Repeat everything from the start of the items below down to the line containing "[264,114,317,243]", with both ends included and the pictures left out.

***

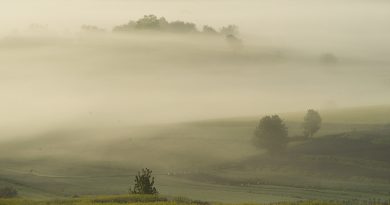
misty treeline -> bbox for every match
[113,15,239,36]
[253,109,322,153]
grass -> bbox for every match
[0,105,390,203]
[0,195,390,205]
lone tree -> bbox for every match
[130,168,158,194]
[0,187,18,198]
[254,115,288,153]
[303,109,322,138]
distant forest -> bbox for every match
[82,15,239,37]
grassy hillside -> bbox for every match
[0,195,390,205]
[0,105,390,203]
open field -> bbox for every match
[0,108,390,203]
[0,195,390,205]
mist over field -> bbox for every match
[0,0,390,204]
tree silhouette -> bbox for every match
[130,168,158,194]
[303,109,322,137]
[254,115,288,153]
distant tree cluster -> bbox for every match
[81,25,105,33]
[0,187,18,198]
[253,109,322,153]
[113,15,239,37]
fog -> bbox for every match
[0,0,390,138]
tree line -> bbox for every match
[253,109,322,153]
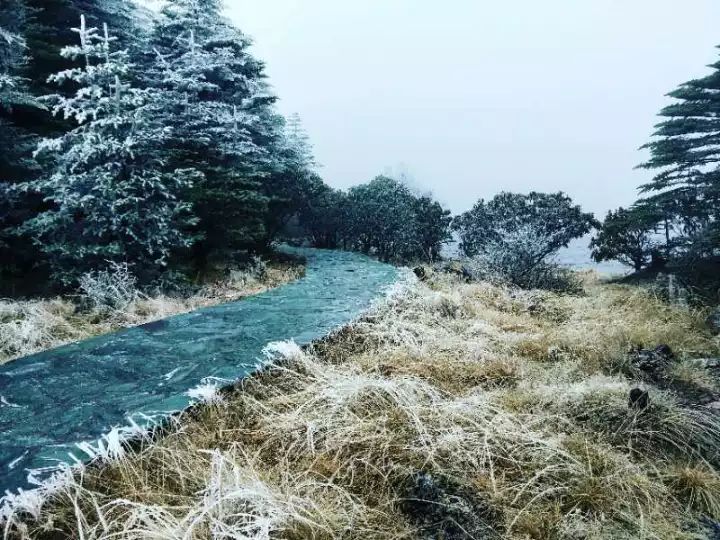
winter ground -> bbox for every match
[5,275,720,540]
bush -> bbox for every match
[466,228,582,292]
[453,192,597,291]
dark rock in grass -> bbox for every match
[700,516,720,540]
[628,388,650,411]
[413,266,428,281]
[706,307,720,335]
[631,345,675,373]
[402,472,500,540]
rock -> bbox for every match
[628,388,650,411]
[441,261,473,283]
[401,472,498,540]
[413,266,427,281]
[631,345,675,373]
[705,307,720,335]
[700,516,720,540]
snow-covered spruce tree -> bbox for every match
[0,4,46,281]
[640,46,720,257]
[25,17,195,285]
[148,0,278,266]
[264,114,317,243]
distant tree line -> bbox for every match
[0,0,450,287]
[591,45,720,271]
[12,0,708,296]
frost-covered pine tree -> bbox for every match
[25,17,194,285]
[149,0,277,265]
[0,0,46,274]
[264,114,317,242]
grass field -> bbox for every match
[4,275,720,540]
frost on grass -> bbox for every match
[8,276,720,540]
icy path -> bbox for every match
[0,249,397,494]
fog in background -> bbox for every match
[222,0,720,217]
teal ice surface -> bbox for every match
[0,248,397,493]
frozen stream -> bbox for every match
[0,249,397,494]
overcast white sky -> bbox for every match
[226,0,720,213]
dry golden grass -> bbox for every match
[0,262,304,364]
[1,277,720,540]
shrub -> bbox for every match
[453,192,596,290]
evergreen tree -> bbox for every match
[0,0,41,277]
[148,0,277,265]
[24,0,142,97]
[24,17,194,285]
[641,46,720,254]
[264,114,317,244]
[590,208,659,271]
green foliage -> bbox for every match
[452,191,597,262]
[0,0,42,279]
[146,0,282,266]
[23,18,196,285]
[641,45,720,257]
[452,192,596,290]
[590,206,660,271]
[342,176,451,261]
[298,175,347,249]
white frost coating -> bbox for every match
[0,464,75,528]
[0,414,154,528]
[262,340,305,363]
[185,379,223,403]
[372,266,418,307]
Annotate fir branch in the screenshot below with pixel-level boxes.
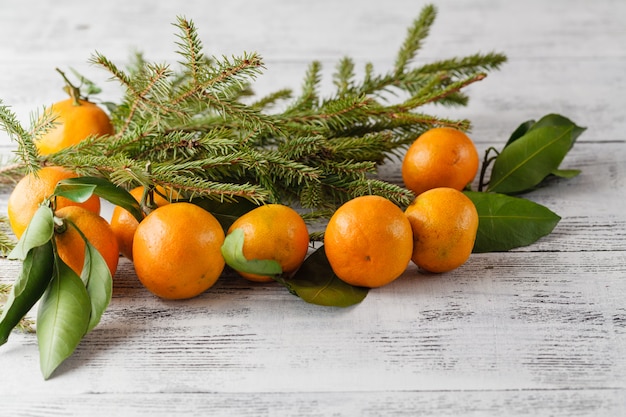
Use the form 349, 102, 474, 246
0, 100, 40, 173
333, 57, 355, 97
284, 61, 322, 115
250, 88, 293, 111
174, 16, 204, 83
394, 5, 437, 78
12, 6, 506, 218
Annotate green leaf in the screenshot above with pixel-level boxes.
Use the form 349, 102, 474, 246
465, 191, 561, 253
81, 239, 113, 332
37, 256, 91, 379
488, 126, 575, 194
0, 241, 54, 345
54, 177, 143, 222
8, 206, 54, 261
529, 113, 586, 145
504, 120, 536, 147
222, 229, 283, 276
551, 169, 580, 179
279, 246, 369, 307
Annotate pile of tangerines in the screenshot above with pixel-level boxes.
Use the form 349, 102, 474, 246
8, 98, 479, 299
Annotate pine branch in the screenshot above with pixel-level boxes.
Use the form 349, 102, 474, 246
0, 100, 41, 173
0, 6, 506, 218
394, 5, 437, 78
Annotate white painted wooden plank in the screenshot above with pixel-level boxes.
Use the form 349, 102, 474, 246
0, 252, 626, 396
3, 389, 624, 417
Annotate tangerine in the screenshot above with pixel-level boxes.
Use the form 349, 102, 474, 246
7, 166, 100, 239
405, 187, 478, 272
133, 202, 225, 299
402, 127, 479, 195
228, 204, 309, 282
110, 186, 177, 261
54, 206, 120, 276
324, 195, 413, 288
35, 98, 113, 155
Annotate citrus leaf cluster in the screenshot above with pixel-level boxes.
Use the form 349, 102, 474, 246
0, 178, 138, 379
466, 114, 585, 252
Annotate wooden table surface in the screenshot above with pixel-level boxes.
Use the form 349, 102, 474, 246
0, 0, 626, 417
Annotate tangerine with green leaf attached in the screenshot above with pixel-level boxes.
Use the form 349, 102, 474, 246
7, 166, 100, 239
228, 204, 309, 282
402, 127, 479, 195
324, 195, 413, 288
54, 206, 120, 276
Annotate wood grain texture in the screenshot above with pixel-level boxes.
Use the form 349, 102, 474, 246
0, 0, 626, 417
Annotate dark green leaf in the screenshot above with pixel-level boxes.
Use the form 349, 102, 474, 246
0, 241, 54, 345
530, 114, 586, 145
8, 206, 54, 260
54, 177, 143, 221
81, 240, 113, 332
488, 126, 574, 194
37, 256, 91, 379
279, 246, 369, 307
465, 191, 561, 253
217, 229, 283, 276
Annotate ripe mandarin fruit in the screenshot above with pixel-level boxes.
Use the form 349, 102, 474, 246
324, 196, 413, 288
7, 166, 100, 239
228, 204, 309, 282
405, 187, 478, 272
133, 202, 225, 299
111, 187, 178, 261
402, 127, 479, 195
54, 206, 120, 276
35, 98, 113, 155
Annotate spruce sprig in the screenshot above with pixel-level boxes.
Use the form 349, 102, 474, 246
0, 6, 506, 218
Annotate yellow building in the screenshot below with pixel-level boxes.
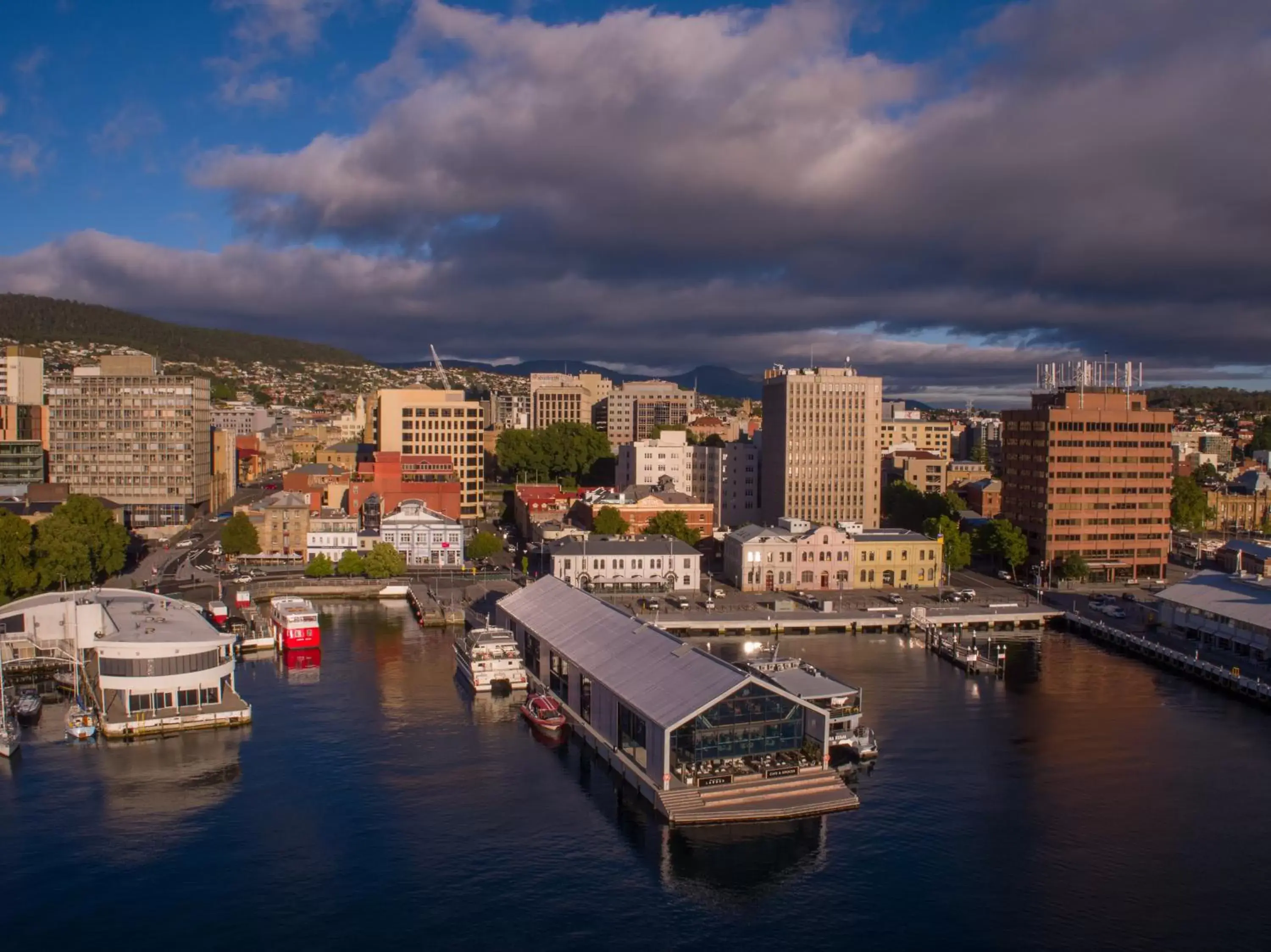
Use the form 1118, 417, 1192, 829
366, 386, 486, 521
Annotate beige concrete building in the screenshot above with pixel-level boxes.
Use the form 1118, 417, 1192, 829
529, 374, 614, 429
605, 380, 697, 446
46, 353, 212, 529
366, 387, 486, 521
0, 344, 44, 405
760, 366, 882, 528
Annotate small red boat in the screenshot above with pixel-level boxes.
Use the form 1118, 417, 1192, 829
521, 694, 566, 732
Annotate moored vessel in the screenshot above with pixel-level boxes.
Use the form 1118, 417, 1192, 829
455, 625, 529, 692
269, 595, 322, 651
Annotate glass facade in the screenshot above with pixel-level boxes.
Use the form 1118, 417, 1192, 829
671, 684, 803, 764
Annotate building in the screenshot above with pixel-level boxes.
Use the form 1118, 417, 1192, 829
367, 387, 486, 521
717, 442, 763, 528
552, 535, 702, 592
212, 404, 273, 436
529, 374, 614, 429
760, 366, 882, 526
880, 400, 953, 459
1002, 361, 1174, 581
248, 491, 309, 562
496, 578, 858, 822
0, 344, 44, 407
305, 510, 358, 562
605, 380, 698, 446
0, 589, 252, 737
882, 450, 948, 495
46, 353, 212, 529
958, 479, 1002, 519
380, 500, 464, 567
1157, 572, 1271, 662
0, 440, 46, 486
723, 519, 943, 592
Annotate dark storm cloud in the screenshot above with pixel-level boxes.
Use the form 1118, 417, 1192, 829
0, 0, 1271, 387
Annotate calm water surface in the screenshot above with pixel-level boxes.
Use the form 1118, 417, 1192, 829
0, 604, 1271, 952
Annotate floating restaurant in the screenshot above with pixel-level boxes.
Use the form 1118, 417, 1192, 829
0, 589, 252, 737
497, 577, 859, 824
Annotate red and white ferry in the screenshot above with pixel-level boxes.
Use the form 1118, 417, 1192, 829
269, 596, 322, 651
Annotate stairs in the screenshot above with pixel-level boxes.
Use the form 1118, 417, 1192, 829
657, 770, 860, 824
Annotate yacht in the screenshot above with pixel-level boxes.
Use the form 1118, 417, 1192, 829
455, 625, 529, 692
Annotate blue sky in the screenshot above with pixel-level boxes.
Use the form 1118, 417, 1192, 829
0, 0, 1271, 399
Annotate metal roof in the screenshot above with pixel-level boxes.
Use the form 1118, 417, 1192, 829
498, 576, 752, 727
1157, 572, 1271, 631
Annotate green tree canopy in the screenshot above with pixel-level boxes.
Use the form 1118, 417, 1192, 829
644, 512, 702, 545
336, 549, 366, 577
1169, 477, 1214, 533
468, 533, 503, 559
34, 496, 128, 589
0, 510, 39, 605
1059, 552, 1091, 581
923, 515, 971, 572
591, 506, 630, 535
305, 553, 336, 578
366, 543, 405, 578
221, 512, 261, 556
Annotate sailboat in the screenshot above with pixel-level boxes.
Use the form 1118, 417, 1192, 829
0, 664, 22, 758
66, 652, 97, 741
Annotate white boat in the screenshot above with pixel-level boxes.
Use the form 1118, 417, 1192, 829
455, 625, 529, 692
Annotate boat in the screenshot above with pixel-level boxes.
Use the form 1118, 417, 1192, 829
14, 688, 44, 727
455, 623, 530, 692
269, 595, 322, 651
521, 694, 566, 733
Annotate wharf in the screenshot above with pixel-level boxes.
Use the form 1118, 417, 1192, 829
1064, 612, 1271, 704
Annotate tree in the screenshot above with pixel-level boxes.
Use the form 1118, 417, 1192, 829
0, 510, 39, 605
644, 512, 702, 545
974, 519, 1028, 575
468, 533, 503, 559
366, 543, 405, 578
591, 506, 630, 535
221, 512, 261, 556
1059, 552, 1091, 581
1169, 477, 1214, 533
923, 516, 971, 572
34, 496, 128, 589
336, 549, 366, 578
305, 553, 336, 578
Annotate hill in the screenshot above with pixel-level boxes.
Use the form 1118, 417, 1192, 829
0, 293, 369, 366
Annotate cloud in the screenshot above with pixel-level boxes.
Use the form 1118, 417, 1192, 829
88, 103, 164, 155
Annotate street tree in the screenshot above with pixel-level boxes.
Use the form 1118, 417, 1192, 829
366, 543, 405, 578
591, 506, 630, 535
221, 512, 261, 556
644, 512, 702, 545
305, 553, 336, 578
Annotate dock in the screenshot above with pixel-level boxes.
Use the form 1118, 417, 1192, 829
1064, 612, 1271, 704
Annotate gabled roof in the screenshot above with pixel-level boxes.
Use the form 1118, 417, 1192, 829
498, 576, 752, 727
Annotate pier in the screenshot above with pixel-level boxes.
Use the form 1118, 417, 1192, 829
1064, 612, 1271, 704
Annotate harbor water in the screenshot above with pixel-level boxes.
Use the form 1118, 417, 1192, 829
0, 603, 1271, 952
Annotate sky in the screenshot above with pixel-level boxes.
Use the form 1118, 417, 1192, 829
0, 0, 1271, 405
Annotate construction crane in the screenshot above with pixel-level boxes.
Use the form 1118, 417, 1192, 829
428, 343, 454, 390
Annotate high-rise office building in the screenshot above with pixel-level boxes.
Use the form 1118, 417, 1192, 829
0, 344, 44, 405
1002, 361, 1174, 581
366, 386, 486, 521
46, 353, 212, 529
760, 365, 882, 529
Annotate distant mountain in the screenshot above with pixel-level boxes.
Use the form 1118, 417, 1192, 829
384, 360, 764, 400
0, 293, 370, 366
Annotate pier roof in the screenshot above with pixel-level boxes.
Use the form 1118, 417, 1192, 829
498, 576, 750, 727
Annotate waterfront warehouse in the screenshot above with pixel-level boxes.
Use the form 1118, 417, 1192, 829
497, 577, 857, 821
0, 589, 252, 737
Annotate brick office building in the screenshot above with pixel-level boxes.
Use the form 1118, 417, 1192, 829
1002, 361, 1174, 581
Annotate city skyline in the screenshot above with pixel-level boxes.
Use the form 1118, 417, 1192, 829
0, 0, 1271, 405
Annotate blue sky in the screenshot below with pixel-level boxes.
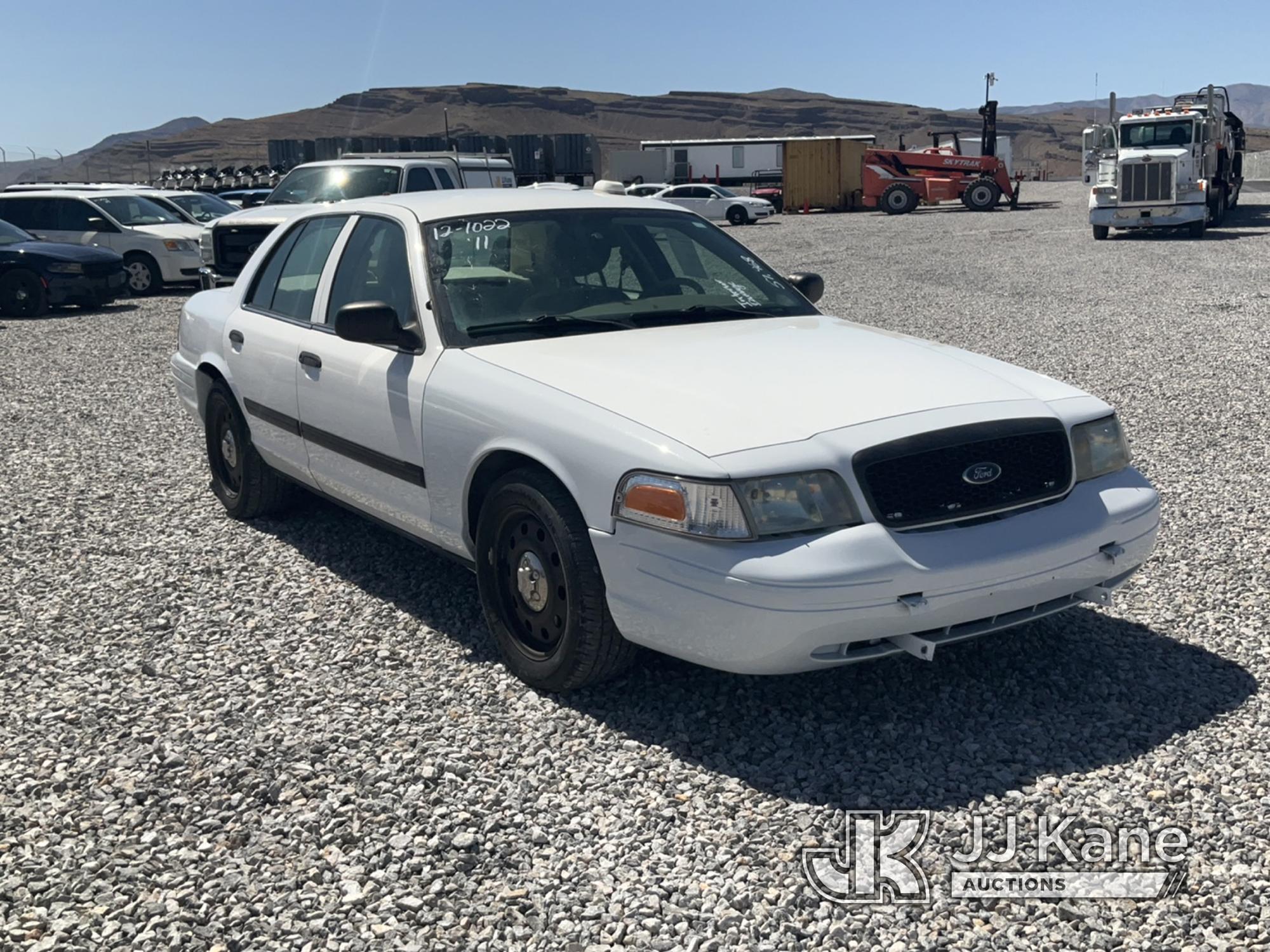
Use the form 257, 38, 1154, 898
7, 0, 1270, 160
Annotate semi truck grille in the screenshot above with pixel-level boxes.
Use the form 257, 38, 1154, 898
1120, 162, 1173, 202
852, 418, 1072, 529
212, 225, 274, 278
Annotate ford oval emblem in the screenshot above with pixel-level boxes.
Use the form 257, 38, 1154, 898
961, 463, 1001, 486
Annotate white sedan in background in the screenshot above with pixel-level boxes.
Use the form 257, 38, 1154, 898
654, 185, 776, 225
171, 189, 1160, 691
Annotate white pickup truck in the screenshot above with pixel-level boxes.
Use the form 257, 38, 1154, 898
199, 152, 516, 289
171, 189, 1160, 689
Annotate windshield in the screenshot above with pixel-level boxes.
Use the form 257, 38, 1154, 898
423, 208, 817, 347
0, 221, 36, 246
93, 195, 188, 225
265, 165, 401, 204
1120, 119, 1195, 149
168, 194, 237, 221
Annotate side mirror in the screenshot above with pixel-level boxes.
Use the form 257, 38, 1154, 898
785, 272, 824, 305
335, 301, 423, 350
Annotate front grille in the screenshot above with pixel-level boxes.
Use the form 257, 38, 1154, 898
852, 418, 1072, 529
1120, 162, 1173, 202
212, 225, 274, 278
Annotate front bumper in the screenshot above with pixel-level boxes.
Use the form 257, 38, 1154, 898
198, 264, 234, 291
48, 265, 128, 306
169, 350, 202, 423
591, 470, 1160, 674
159, 251, 202, 284
1090, 202, 1208, 228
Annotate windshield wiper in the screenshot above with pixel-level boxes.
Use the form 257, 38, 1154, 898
467, 314, 635, 338
636, 305, 780, 320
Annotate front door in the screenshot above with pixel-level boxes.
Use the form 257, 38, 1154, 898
298, 216, 441, 536
222, 215, 348, 482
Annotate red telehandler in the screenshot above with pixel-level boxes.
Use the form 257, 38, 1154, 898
861, 100, 1019, 215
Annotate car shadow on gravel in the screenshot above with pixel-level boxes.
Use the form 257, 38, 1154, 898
574, 608, 1257, 809
255, 496, 1257, 809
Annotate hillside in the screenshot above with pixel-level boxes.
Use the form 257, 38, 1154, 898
999, 83, 1270, 128
10, 83, 1270, 190
0, 116, 208, 188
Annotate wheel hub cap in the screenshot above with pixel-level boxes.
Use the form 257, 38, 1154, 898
221, 429, 237, 470
516, 552, 547, 612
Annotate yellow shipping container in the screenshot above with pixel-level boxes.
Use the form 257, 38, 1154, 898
782, 138, 869, 212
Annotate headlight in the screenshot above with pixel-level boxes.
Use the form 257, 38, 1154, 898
738, 471, 860, 536
613, 471, 861, 539
1072, 416, 1129, 481
613, 472, 752, 538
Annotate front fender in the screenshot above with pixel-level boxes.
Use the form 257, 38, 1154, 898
423, 350, 725, 548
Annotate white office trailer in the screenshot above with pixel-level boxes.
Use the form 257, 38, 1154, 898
640, 136, 878, 185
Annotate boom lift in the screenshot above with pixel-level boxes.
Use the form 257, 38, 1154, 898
861, 99, 1019, 215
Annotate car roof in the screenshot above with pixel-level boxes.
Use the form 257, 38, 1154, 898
293, 188, 692, 221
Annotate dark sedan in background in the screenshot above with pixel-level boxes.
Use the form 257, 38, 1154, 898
0, 221, 128, 317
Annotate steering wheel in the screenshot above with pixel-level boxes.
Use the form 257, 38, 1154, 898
640, 278, 706, 298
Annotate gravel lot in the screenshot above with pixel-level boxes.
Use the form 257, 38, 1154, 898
0, 184, 1270, 952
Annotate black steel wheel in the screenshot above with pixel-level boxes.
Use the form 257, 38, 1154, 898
203, 382, 292, 519
878, 182, 918, 215
494, 505, 569, 661
961, 179, 1001, 212
476, 468, 636, 691
0, 270, 48, 317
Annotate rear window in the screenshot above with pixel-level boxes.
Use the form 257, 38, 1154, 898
267, 165, 401, 204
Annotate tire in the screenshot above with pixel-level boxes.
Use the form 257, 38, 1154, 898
476, 468, 639, 691
0, 269, 48, 317
203, 381, 293, 519
878, 182, 918, 215
961, 178, 1001, 212
123, 251, 163, 297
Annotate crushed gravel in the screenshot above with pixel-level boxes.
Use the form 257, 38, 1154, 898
0, 184, 1270, 952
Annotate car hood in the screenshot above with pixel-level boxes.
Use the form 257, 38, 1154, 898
467, 315, 1083, 456
0, 241, 123, 264
131, 222, 203, 245
207, 204, 312, 228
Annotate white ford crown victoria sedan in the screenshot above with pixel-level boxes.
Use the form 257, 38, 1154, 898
171, 189, 1160, 689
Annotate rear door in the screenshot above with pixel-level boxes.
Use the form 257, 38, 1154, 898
222, 215, 348, 482
298, 215, 441, 536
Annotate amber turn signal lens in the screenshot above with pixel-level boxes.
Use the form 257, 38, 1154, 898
622, 485, 688, 522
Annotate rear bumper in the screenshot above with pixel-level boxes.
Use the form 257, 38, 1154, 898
1090, 202, 1208, 228
591, 470, 1160, 674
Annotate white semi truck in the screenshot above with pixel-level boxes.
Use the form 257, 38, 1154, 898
1085, 85, 1245, 241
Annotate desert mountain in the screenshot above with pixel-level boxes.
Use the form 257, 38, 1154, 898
0, 83, 1270, 190
999, 83, 1270, 128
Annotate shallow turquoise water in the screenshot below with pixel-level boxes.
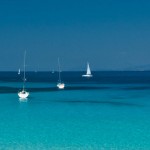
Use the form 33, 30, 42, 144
0, 82, 150, 150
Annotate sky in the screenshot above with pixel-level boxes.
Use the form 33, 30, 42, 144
0, 0, 150, 71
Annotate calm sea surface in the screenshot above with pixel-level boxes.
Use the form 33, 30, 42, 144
0, 72, 150, 150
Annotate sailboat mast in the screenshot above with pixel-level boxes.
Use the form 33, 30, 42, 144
58, 58, 61, 82
23, 51, 26, 90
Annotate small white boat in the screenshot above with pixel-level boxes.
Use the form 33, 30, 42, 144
57, 58, 65, 89
82, 62, 93, 78
18, 51, 29, 101
18, 69, 20, 75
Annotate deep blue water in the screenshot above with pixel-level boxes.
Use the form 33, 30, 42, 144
0, 72, 150, 150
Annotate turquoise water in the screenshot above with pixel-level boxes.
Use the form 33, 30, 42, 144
0, 72, 150, 150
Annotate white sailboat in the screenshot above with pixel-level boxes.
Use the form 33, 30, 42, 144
18, 51, 29, 100
18, 69, 20, 75
82, 62, 93, 78
57, 58, 65, 89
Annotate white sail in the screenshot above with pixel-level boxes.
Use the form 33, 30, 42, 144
57, 58, 65, 89
18, 51, 29, 101
82, 63, 93, 77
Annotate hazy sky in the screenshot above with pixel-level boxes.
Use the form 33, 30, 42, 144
0, 0, 150, 70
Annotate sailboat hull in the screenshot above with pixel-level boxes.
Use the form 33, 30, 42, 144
57, 83, 65, 89
18, 91, 29, 99
82, 74, 93, 78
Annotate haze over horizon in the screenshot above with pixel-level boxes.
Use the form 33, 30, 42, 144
0, 0, 150, 71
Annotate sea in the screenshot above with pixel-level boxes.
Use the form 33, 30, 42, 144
0, 71, 150, 150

***

* _SOLUTION BELOW_
misty treeline -> bbox for every match
[113,15,239,36]
[253,109,322,153]
grass -> bbox for every match
[0,105,390,203]
[0,195,390,205]
lone tree -> bbox for every match
[130,168,158,194]
[0,187,18,198]
[254,115,288,153]
[303,109,322,138]
distant forest -> bbox for every match
[82,15,239,37]
grassy hillside -> bbox for every match
[0,195,390,205]
[0,105,390,203]
open field -> bbox for every match
[0,108,390,203]
[0,195,390,205]
mist over field -> bbox for every match
[0,0,390,204]
tree silhouette -> bbox for every match
[130,168,158,194]
[303,109,322,137]
[254,115,288,153]
distant tree cluster -> bbox for every match
[81,25,105,33]
[0,187,18,198]
[253,109,322,153]
[113,15,239,37]
fog -> bbox for every match
[0,0,390,138]
tree line -> bbox for every match
[253,109,322,153]
winter ground -> bbox for every match
[5,275,720,540]
bush -> bbox for every match
[466,228,582,292]
[453,192,597,291]
dark rock in grass -> bbox for every match
[700,516,720,540]
[628,388,650,411]
[413,266,428,281]
[706,307,720,335]
[631,345,675,373]
[402,472,500,540]
rock -> bbox for every match
[628,388,650,411]
[441,261,473,283]
[401,472,498,540]
[413,266,427,281]
[631,345,675,373]
[705,307,720,335]
[700,516,720,540]
snow-covered spruce tree -> bbox for every match
[0,4,46,281]
[640,46,720,257]
[25,17,195,285]
[148,0,278,266]
[264,114,317,243]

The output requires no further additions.